So far, we have talked mostly about infant perception, or understanding of speech sounds during the first year of life. But language acquisition is much more than listening to sounds. Babies typically say their first word somewhere around their first birthday. By the time they are 3 or 4 years old, they speak in full sentences. Production, or speaking, will be discussed in detail in another language module. However, recent research studies show that speech production is tightly linked to speech perception. Infants’ experiences with speech sounds in the first year of life lay the foundation for speaking.

For example, one study found that language production (speaking) areas of the brain change in response to simply hearing speech sounds during the first year of life. The researchers used magnetoencephalography, or MEG. This technique detects the changes in the magnetic field that arise as brain cells communicate by sending electrical signals to each other. Newborns’ and 6-month-old infants’ brain responses were measured as they listened to speech sounds. In newborns, the listening parts of the brain were activated, but the speaking parts of the brain were not. You can see this yellow activation in the brain images. Six month-old babies show a different pattern. Again, you can see activity in the speech perception area, but with these older babies, you can also see activity in the speech production area. Neither the newborns nor the 6-month-olds produced any sounds during the study; they only listened to language. Even though babies were only listening, it is interesting that 6-month-olds’ speech production area is activated. This suggests that by six months of age, the brain is preparing itself for speaking. More specifically, the brain is coordinating the activity between its listening and speaking areas. As children hear more and more language, the listening and the speaking areas of the brain become increasingly coordinated over time.

Tasks for this exercise —
a: Quote the passage on infant speech between "So far, we have" and "foundation for speaking.", inclusive.
b: In the passage on infant speech, what technique did the researchers use to measure babies' brain responses?

Raw data —
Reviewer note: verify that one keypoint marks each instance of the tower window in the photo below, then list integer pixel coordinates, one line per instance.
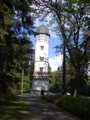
(42, 47)
(41, 58)
(41, 69)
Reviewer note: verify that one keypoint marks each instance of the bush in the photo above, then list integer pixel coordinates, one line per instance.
(78, 106)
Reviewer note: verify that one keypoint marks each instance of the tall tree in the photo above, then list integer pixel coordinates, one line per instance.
(15, 20)
(72, 17)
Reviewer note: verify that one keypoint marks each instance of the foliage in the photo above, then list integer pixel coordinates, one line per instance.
(78, 106)
(15, 18)
(15, 110)
(73, 23)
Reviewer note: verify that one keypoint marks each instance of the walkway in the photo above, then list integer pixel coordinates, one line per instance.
(42, 110)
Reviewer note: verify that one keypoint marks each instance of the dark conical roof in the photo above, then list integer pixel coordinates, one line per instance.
(42, 29)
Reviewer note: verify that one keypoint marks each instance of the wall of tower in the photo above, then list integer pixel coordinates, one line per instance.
(40, 81)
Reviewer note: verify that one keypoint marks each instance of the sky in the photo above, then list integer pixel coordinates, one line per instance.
(53, 59)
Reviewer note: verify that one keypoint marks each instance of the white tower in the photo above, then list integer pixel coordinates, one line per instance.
(40, 80)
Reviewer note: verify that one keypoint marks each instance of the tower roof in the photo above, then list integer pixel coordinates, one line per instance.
(43, 30)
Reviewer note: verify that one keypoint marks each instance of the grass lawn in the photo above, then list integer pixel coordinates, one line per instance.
(16, 110)
(78, 106)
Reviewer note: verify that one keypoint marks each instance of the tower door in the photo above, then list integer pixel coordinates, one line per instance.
(42, 92)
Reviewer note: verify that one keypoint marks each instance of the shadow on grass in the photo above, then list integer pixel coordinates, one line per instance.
(16, 110)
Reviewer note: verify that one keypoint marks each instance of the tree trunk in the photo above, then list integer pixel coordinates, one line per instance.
(77, 86)
(64, 70)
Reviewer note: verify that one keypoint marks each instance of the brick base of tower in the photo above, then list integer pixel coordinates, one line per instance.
(39, 87)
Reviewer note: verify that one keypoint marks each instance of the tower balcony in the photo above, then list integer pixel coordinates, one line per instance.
(40, 78)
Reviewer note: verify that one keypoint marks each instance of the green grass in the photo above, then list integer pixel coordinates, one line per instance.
(16, 110)
(78, 106)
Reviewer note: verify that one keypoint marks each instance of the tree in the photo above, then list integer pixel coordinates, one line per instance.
(73, 20)
(15, 20)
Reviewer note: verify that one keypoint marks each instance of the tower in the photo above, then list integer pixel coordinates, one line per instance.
(40, 80)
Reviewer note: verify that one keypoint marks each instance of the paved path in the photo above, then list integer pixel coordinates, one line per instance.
(42, 110)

Answers below —
a:
So far, we have talked mostly about infant perception, or understanding of speech sounds during the first year of life. But language acquisition is much more than listening to sounds. Babies typically say their first word somewhere around their first birthday. By the time they are 3 or 4 years old, they speak in full sentences. Production, or speaking, will be discussed in detail in another language module. However, recent research studies show that speech production is tightly linked to speech perception. Infants’ experiences with speech sounds in the first year of life lay the foundation for speaking.

b: Magnetoencephalography, or MEG.